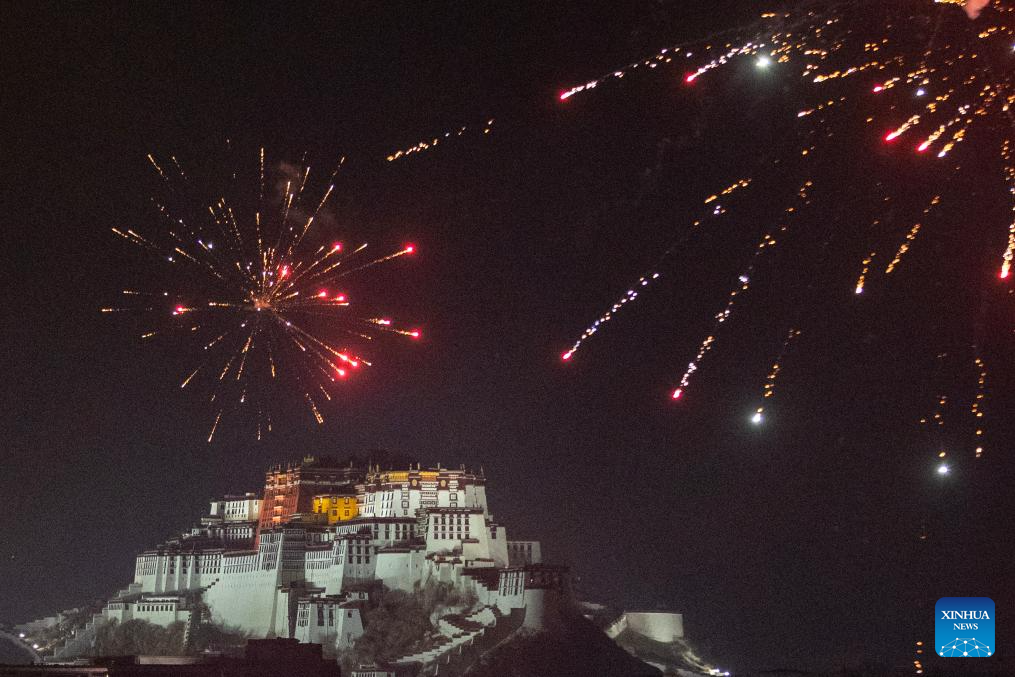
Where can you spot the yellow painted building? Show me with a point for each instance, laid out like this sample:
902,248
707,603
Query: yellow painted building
337,509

Task description: Reproduce every line of the records above, requests included, and offset each coordinate in the answers by adding 117, leaving the sample coordinates within the requests unchanged. Omit the pictures from your reply.

Task response:
Where can you spot the yellow painted building? Show me with a point for each instance, laid out like this sample:
902,248
707,603
Query: yellow painted building
454,626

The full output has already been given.